[Supplied text]
Compression springs are devices made up of helically formed coils with pitch in between used to push back on an applied force or load in order to return to its original position when the force or load is released. They are the most commonly used type of spring as well as the most economical. There are many types of compression springs used to fulfill certain functions for many applications, devices, and/or mechanisms.
You may find several compression spring types in the mechanism of a firearm as well as other types of springs like torsion or extension springs depending on the type of firearm. You might also find them in devices or mechanisms that operate through buttons and such; the spring will be located behind the button to make sure the button returns to its original position after being released. You will also find compression springs in the automotive industry used for the suspension of your automobile. As you’ve seen noted above, there are many compression spring uses but the list doesn’t stop there, you may find these springs almost anywhere. From a ballpoint pen or a notebook to a pogo stick or a medical device.

[Instructions]
A. Please retype the compression springs passage word for word, everything from "You may find several" down to "a medical device.".
B. Continue the compression springs passage, starting right after its final sentence.

[Dataset entries]
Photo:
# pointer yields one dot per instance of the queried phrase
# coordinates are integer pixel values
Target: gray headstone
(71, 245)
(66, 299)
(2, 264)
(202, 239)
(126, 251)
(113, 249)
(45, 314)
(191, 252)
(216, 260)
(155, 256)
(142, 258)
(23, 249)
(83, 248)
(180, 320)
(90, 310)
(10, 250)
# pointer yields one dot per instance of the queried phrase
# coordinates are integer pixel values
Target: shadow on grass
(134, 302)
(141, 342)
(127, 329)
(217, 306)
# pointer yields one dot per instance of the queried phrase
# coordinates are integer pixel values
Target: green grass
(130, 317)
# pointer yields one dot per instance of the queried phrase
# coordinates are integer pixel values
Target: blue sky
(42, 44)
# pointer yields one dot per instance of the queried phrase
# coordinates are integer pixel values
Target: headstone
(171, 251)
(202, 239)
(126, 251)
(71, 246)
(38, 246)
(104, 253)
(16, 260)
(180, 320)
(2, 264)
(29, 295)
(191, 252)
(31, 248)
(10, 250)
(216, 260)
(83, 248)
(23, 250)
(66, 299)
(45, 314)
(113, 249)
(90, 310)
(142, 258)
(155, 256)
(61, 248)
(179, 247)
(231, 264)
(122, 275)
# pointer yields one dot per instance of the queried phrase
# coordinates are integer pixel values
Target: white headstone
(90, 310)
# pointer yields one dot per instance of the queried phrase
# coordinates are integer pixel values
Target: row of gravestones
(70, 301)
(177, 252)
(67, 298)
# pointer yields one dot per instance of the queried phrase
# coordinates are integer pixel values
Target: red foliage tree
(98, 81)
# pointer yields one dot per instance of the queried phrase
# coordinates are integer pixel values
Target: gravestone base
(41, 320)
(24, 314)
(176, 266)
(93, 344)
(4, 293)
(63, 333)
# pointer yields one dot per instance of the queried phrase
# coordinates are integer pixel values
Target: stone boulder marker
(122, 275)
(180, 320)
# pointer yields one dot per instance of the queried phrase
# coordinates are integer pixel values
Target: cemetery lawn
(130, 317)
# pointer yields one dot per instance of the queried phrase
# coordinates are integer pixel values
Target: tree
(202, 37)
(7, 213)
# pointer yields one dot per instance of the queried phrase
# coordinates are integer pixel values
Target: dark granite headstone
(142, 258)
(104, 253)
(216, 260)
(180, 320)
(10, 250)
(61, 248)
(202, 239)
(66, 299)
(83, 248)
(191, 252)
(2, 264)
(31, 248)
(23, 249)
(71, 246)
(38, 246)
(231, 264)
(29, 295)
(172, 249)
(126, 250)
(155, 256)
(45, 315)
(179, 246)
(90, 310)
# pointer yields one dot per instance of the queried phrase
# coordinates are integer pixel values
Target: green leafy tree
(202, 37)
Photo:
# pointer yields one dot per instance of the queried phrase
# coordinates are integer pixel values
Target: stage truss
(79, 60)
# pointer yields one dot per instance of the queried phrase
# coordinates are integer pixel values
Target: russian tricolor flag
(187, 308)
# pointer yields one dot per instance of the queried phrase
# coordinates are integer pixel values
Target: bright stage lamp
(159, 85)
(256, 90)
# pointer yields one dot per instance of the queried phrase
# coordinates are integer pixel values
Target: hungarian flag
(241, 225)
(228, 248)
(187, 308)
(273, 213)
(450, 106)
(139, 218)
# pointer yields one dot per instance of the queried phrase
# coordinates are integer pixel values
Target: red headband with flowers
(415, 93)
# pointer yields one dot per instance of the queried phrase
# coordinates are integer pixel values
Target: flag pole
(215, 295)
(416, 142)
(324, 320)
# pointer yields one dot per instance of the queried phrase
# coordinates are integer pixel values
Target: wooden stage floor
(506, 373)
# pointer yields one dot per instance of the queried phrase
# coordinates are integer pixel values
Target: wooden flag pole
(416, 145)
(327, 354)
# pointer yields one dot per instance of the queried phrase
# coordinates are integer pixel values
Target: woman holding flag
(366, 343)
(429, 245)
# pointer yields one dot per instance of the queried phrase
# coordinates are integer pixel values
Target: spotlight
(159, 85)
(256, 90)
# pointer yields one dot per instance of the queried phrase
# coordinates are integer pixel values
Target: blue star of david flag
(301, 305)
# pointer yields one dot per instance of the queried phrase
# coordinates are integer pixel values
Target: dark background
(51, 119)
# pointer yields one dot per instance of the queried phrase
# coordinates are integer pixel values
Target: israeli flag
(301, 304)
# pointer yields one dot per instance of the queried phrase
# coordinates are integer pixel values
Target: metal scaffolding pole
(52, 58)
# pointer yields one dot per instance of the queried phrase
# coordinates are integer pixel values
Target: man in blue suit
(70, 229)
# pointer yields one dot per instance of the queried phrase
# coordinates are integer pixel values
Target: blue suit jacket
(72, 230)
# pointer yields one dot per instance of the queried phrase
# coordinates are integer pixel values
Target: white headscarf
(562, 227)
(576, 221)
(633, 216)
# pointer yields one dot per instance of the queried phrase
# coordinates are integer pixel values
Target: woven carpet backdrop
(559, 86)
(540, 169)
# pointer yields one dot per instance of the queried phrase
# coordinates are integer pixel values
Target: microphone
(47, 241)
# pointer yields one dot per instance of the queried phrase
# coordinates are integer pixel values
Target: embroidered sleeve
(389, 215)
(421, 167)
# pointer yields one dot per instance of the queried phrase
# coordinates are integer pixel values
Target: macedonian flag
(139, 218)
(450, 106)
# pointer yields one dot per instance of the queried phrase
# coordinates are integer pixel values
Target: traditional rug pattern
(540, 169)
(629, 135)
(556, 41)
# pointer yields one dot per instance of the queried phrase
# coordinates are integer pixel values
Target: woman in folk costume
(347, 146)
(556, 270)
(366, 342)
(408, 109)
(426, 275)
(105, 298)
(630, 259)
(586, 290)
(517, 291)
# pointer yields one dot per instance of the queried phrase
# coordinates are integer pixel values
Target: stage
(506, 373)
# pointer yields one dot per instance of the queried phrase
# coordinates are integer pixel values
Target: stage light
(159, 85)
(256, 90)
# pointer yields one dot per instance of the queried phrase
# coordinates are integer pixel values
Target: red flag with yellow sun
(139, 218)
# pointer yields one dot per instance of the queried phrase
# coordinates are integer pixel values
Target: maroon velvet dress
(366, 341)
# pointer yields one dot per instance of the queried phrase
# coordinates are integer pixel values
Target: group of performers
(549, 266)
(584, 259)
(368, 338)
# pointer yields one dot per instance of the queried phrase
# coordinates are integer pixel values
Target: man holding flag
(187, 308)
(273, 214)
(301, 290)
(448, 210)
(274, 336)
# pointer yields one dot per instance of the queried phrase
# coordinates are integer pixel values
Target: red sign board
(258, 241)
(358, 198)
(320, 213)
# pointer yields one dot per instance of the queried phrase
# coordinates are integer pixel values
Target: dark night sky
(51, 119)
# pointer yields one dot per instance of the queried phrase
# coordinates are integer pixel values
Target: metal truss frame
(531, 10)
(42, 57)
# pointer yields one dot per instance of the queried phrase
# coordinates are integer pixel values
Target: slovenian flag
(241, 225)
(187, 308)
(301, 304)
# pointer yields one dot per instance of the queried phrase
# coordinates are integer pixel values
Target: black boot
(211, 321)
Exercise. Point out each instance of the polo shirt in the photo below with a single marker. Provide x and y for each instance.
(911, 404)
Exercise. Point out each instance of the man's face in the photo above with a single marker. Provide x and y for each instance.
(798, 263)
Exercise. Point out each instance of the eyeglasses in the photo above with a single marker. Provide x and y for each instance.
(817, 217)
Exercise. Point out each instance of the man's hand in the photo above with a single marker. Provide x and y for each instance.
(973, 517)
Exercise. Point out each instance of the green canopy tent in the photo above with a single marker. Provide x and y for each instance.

[Written answers]
A.
You may find several compression spring types in the mechanism of a firearm as well as other types of springs like torsion or extension springs depending on the type of firearm. You might also find them in devices or mechanisms that operate through buttons and such; the spring will be located behind the button to make sure the button returns to its original position after being released. You will also find compression springs in the automotive industry used for the suspension of your automobile. As you’ve seen noted above, there are many compression spring uses but the list doesn’t stop there, you may find these springs almost anywhere. From a ballpoint pen or a notebook to a pogo stick or a medical device.

B.
Conical compression springs are great for reducing your compression spring’s solid height due to the telescope effect their tapered shape provides. These springs are non-linear, therefore not exerting a constant amount of force when compressed.
Barrel compression springs (convex and concave) are utilized to provide stability to your spring and may also be used to reduce the solid height. These springs, like conical compression springs, are non-linear.
Torsional compression springs are used when you need a torsion spring to also complete the task of compressing or providing some sort of suspension against the objects around it while completing the task of exerting a radial force as well.